══ GIVEN DATA ══

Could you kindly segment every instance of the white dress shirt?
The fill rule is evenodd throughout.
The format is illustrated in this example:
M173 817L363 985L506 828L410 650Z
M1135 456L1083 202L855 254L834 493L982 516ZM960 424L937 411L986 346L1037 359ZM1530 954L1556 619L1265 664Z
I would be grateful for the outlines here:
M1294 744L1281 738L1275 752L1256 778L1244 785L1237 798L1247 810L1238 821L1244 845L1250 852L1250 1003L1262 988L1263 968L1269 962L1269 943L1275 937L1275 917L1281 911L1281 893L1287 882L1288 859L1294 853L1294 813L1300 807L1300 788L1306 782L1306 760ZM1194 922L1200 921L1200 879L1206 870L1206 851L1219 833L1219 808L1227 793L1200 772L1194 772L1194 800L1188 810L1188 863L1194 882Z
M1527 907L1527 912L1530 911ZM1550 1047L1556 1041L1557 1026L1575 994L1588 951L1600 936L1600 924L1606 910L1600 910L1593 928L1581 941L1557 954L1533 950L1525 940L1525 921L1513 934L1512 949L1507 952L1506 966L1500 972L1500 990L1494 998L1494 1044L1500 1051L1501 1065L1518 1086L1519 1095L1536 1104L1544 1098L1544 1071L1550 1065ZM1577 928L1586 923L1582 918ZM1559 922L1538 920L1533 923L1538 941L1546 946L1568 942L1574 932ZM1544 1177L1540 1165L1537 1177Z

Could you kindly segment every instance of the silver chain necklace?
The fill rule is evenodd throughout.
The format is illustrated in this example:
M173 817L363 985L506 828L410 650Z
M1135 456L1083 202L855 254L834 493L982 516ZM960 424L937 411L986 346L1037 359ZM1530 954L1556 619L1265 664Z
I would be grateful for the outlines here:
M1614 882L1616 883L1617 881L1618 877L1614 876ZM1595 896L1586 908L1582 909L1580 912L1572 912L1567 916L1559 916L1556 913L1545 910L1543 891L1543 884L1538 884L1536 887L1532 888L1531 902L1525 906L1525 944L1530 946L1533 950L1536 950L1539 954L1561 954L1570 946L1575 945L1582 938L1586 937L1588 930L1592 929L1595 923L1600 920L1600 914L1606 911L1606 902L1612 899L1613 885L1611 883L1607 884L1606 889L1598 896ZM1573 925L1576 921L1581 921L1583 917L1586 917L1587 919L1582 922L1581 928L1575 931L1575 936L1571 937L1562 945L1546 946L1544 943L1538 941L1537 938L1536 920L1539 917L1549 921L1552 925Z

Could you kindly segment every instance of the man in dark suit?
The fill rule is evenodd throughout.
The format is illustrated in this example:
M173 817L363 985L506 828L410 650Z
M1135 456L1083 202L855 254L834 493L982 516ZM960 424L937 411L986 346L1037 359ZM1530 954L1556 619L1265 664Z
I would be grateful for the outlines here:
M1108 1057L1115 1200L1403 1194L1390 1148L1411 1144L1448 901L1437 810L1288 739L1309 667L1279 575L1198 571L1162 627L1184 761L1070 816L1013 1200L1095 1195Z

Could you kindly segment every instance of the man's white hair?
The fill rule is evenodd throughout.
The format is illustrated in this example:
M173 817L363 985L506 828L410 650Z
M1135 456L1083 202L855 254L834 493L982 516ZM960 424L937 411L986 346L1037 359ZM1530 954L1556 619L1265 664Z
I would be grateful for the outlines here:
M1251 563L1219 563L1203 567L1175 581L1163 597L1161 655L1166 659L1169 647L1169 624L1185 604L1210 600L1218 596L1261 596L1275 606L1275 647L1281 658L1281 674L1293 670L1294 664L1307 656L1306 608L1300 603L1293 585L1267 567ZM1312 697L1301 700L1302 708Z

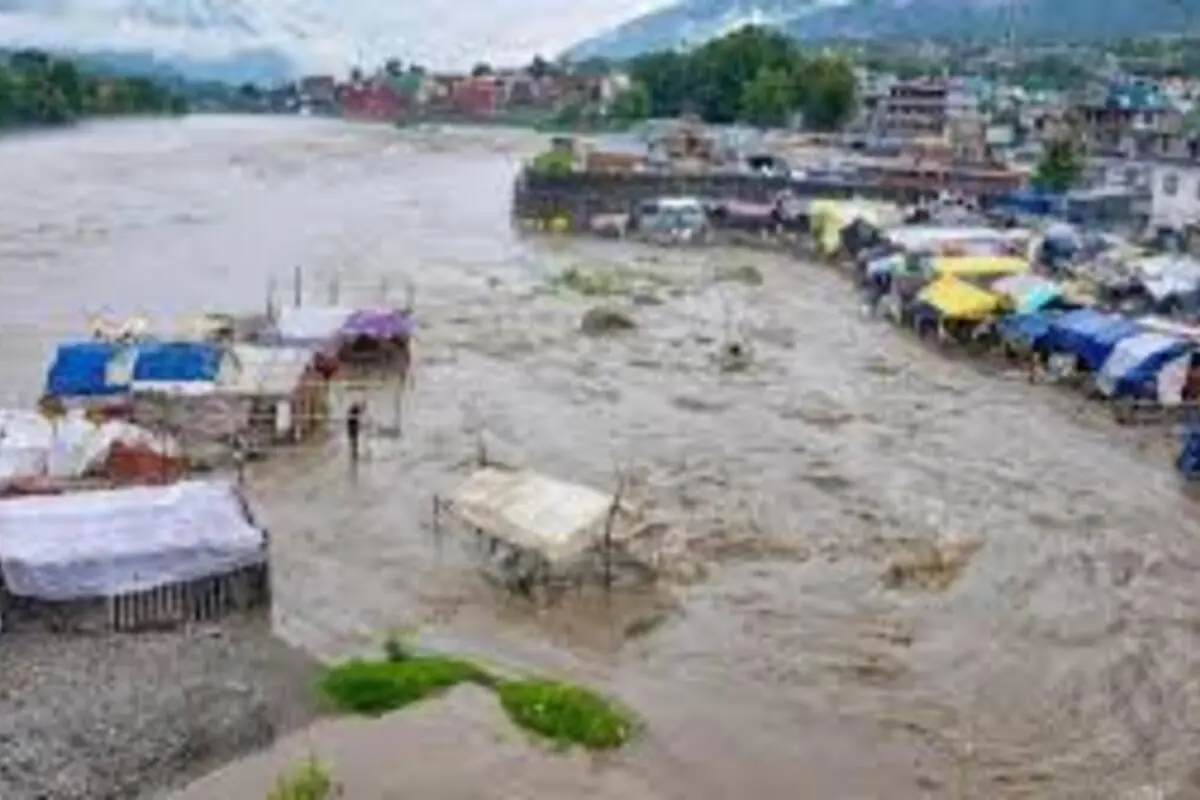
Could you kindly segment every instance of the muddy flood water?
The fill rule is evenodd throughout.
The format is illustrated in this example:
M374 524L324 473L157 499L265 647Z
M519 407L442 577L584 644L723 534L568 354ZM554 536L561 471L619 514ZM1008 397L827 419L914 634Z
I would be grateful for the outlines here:
M353 475L335 440L250 476L289 640L416 630L602 686L647 720L618 760L664 797L1200 796L1200 518L1149 434L862 318L827 268L522 239L536 146L236 118L0 142L5 399L87 313L256 310L298 266L314 298L411 282L404 436ZM747 264L761 285L722 280ZM637 328L582 334L570 267L640 286L608 300ZM749 369L718 368L731 339ZM480 441L631 476L667 586L541 613L487 588L431 531ZM904 568L930 553L953 563Z

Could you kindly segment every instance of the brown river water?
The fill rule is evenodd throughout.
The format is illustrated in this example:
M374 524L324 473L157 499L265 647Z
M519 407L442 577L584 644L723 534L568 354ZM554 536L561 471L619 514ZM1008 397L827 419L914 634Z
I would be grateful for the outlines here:
M661 796L1200 797L1200 521L1153 435L864 319L826 268L522 239L536 146L220 117L4 140L4 399L33 401L88 313L260 309L297 266L314 296L411 282L403 438L354 474L331 442L251 475L291 641L419 630L603 686L646 718L619 760ZM717 280L750 263L761 286ZM572 265L660 302L585 337L594 300L545 288ZM731 337L753 365L725 374ZM652 599L498 596L431 535L481 437L598 488L635 476L687 569ZM884 579L935 545L970 553L955 580Z

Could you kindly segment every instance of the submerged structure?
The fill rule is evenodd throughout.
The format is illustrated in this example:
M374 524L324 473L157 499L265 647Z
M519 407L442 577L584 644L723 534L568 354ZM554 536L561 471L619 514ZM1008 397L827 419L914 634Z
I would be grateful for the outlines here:
M484 467L435 498L469 540L489 578L526 594L600 581L644 582L653 569L630 552L637 515L604 494L527 469Z

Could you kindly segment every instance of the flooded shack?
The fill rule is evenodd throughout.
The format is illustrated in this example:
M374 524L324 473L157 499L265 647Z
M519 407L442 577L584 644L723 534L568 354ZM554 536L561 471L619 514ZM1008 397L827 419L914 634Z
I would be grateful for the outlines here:
M399 309L294 306L279 310L273 341L314 348L336 366L406 374L415 329L412 315Z
M269 600L267 536L224 483L0 502L0 629L133 631Z
M468 532L484 574L524 594L647 582L653 571L628 549L636 514L620 493L605 494L532 470L484 467L450 497L435 498Z

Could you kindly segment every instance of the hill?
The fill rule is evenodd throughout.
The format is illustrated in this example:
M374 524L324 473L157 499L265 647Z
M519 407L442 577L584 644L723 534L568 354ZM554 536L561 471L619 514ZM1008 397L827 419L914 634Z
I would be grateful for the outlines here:
M1200 24L1197 0L683 0L568 51L573 59L628 58L694 44L747 23L804 41L1101 41L1178 34Z

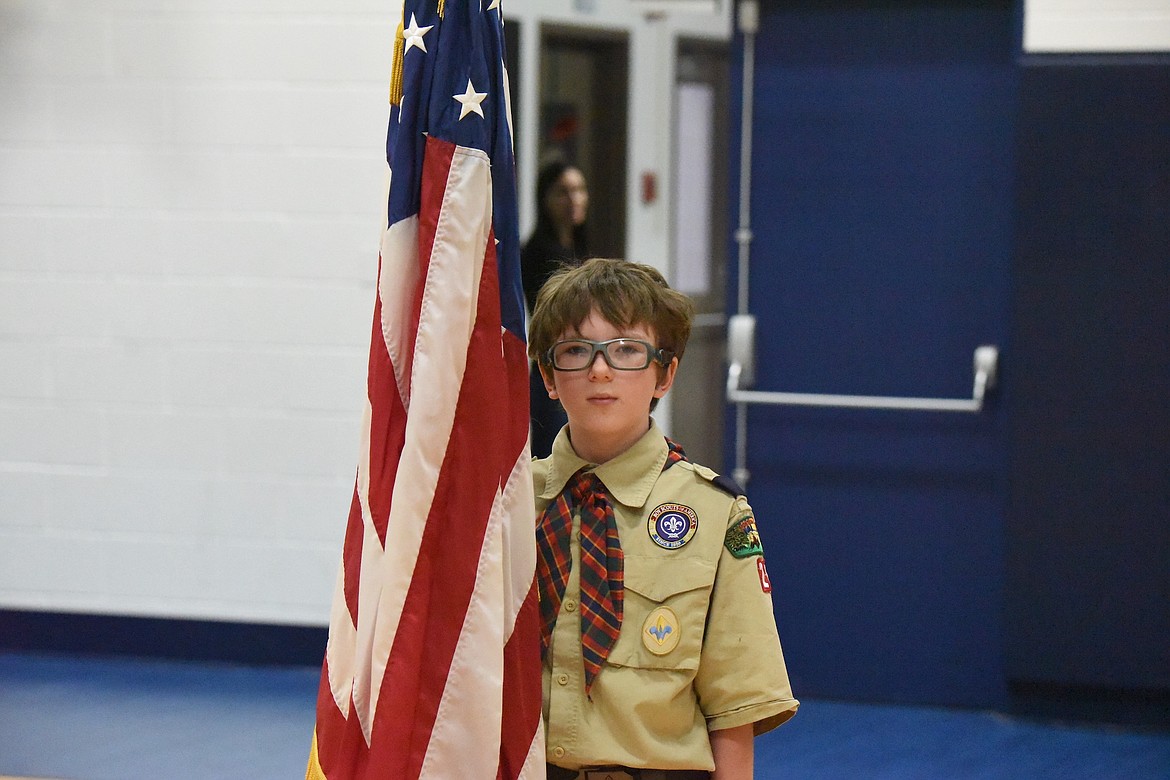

═══

● **TRY IT**: Excluding the pictures, output every entry above without alteration.

● **WRITTEN ANSWER**:
Could you kindly segment every instance of the white dress shirt?
The fill rule is evenodd throughout.
The format is illustrated in this example:
M173 817L363 985L506 828L410 650Z
M1135 456L1083 202L855 254L834 493L982 516ZM960 424L937 411L986 346L1037 359ZM1530 954L1556 619L1265 664Z
I would be grateful for the outlines here:
M1294 744L1281 738L1275 752L1256 778L1244 785L1237 798L1247 810L1238 821L1244 845L1250 852L1250 1003L1262 988L1263 968L1269 962L1269 943L1275 937L1275 917L1281 911L1281 893L1287 882L1288 859L1294 853L1294 813L1300 807L1300 788L1306 782L1306 760ZM1194 922L1200 921L1200 879L1206 870L1206 851L1219 833L1219 808L1227 793L1200 772L1194 772L1194 800L1188 810L1188 863L1194 882Z
M1527 907L1527 912L1530 911ZM1550 1047L1556 1041L1557 1026L1575 994L1588 951L1600 936L1600 924L1606 910L1600 910L1593 928L1581 941L1557 954L1533 950L1525 940L1525 921L1513 934L1512 949L1507 952L1506 966L1500 972L1500 990L1494 998L1494 1044L1500 1051L1501 1065L1518 1086L1519 1095L1536 1104L1544 1098L1544 1071L1550 1065ZM1577 928L1586 923L1582 918ZM1559 922L1538 920L1533 923L1538 941L1546 946L1568 942L1574 932ZM1544 1177L1540 1165L1537 1177Z

Could you kindly segment every instance of the silver chain necklace?
The fill rule is evenodd throughout.
The format is illustrated in this example:
M173 817L363 985L506 828L410 650Z
M1135 456L1083 202L855 254L834 493L982 516ZM960 424L937 411L986 346L1037 359ZM1530 954L1556 619L1265 664Z
I would be grateful for the outlines here:
M1614 882L1616 883L1617 881L1618 877L1614 876ZM1595 896L1586 908L1582 909L1580 912L1572 912L1567 916L1559 916L1556 913L1545 910L1543 891L1543 884L1538 884L1536 887L1532 888L1531 902L1525 906L1525 944L1530 946L1533 950L1536 950L1539 954L1561 954L1570 946L1575 945L1582 938L1586 937L1588 930L1592 929L1595 923L1600 920L1600 914L1606 911L1606 902L1612 899L1613 885L1611 883L1607 884L1606 889L1598 896ZM1573 925L1576 921L1581 921L1583 917L1586 917L1587 919L1582 922L1581 928L1575 931L1575 936L1571 937L1562 945L1546 946L1544 943L1538 941L1537 938L1536 920L1539 917L1549 921L1552 925Z

Could you kindly segment every instance of the man in dark suit?
The fill rule is evenodd throughout.
The format is illustrated in this example:
M173 817L363 985L506 828L410 650Z
M1135 456L1083 202L855 254L834 493L982 516ZM960 424L937 411L986 346L1037 359ZM1530 954L1556 619L1265 664Z
I would be grateful for the outlines here:
M1108 1057L1115 1200L1403 1194L1390 1148L1411 1144L1448 901L1437 810L1288 739L1309 667L1279 575L1198 571L1162 627L1184 761L1070 816L1013 1200L1095 1195Z

Could you kindly segment every instance of the man's white hair?
The fill rule is evenodd throughout.
The format is illustrated in this example:
M173 817L363 985L506 828L410 650Z
M1135 456L1083 202L855 254L834 493L982 516ZM960 424L937 411L986 346L1037 359ZM1530 954L1556 619L1265 664Z
I would be grateful for the outlines here:
M1251 563L1219 563L1203 567L1175 581L1163 597L1161 655L1166 659L1169 647L1169 624L1185 604L1210 600L1218 596L1261 596L1275 606L1275 647L1281 658L1281 674L1293 670L1294 664L1307 656L1306 608L1300 603L1293 585L1267 567ZM1312 697L1301 700L1302 708Z

Could you kindly segment every instance of the muddy flood water?
The fill rule is evenodd throughout.
The format is illustrated in this example:
M374 524L324 473L157 499L265 647Z
M519 407L442 577L584 644L723 534L568 354ZM554 536L561 471L619 514ZM1008 397L827 419L914 634Z
I would be grateful for the outlines here:
M353 475L335 440L250 476L289 640L416 630L602 686L647 720L618 760L664 797L1200 796L1200 518L1149 434L862 318L827 268L522 239L536 146L236 118L0 142L5 399L87 313L256 310L298 266L314 298L411 282L404 436ZM747 264L761 285L722 280ZM637 328L582 334L570 267L640 286L608 300ZM749 369L718 368L731 339ZM480 441L631 476L667 586L541 613L487 588L431 531ZM904 568L930 553L953 563Z

Could you kindly segment every instance of the brown river water?
The fill rule is evenodd throughout.
The format is illustrated in this example:
M374 524L324 473L157 499L265 647Z
M519 407L442 577L584 644L723 534L568 354ZM554 536L561 471L619 514ZM1008 397L827 419L914 634Z
I would be grateful for the outlines here:
M661 796L1200 797L1200 521L1153 435L864 319L826 268L522 239L536 146L220 117L4 140L4 399L33 401L88 313L260 309L297 266L314 296L411 282L403 438L354 474L331 442L251 475L291 641L419 630L603 686L646 718L619 760ZM717 280L750 263L761 286ZM572 265L660 302L585 337L594 300L545 288ZM731 337L753 365L725 374ZM652 599L498 596L431 535L481 437L598 488L635 476L687 569ZM884 579L935 545L970 553L955 580Z

Could you kindly segment every instance of the submerged structure?
The fill rule is evenodd throughout.
The format is illustrated in this example:
M374 524L324 473L157 499L265 647Z
M519 407L442 577L584 644L723 534L568 354ZM554 536L561 471L619 514ZM1008 397L827 419L914 634Z
I would be grateful for the outlines here:
M484 467L435 498L469 540L489 578L526 594L600 581L644 582L653 569L630 552L637 515L604 494L527 469Z

Could you kindly segment every instance of the flooded shack?
The fill rule is evenodd throughout.
The format is illustrated in this example:
M374 524L324 473L157 499L265 647Z
M519 407L442 577L584 644L723 534L568 354ZM554 536L561 471L619 514ZM1008 397L827 419L914 634Z
I would be grateful for the outlines here:
M399 309L294 306L279 310L273 341L314 348L336 366L406 374L415 329L412 315Z
M269 600L267 536L224 483L0 502L0 629L133 631Z
M468 532L484 574L524 594L647 582L653 571L628 549L636 514L620 493L605 494L532 470L484 467L450 497L435 498Z

Could you kindly segment every instance of the hill?
The fill rule is evenodd throughout.
The format is illustrated in this example:
M374 524L324 473L157 499L265 647Z
M519 407L442 577L584 644L723 534L568 354ZM554 536L561 471L619 514ZM1008 397L827 419L914 634Z
I would be grateful for the outlines here:
M1200 24L1197 0L683 0L568 51L573 59L628 58L694 44L747 23L804 41L1101 41L1178 34Z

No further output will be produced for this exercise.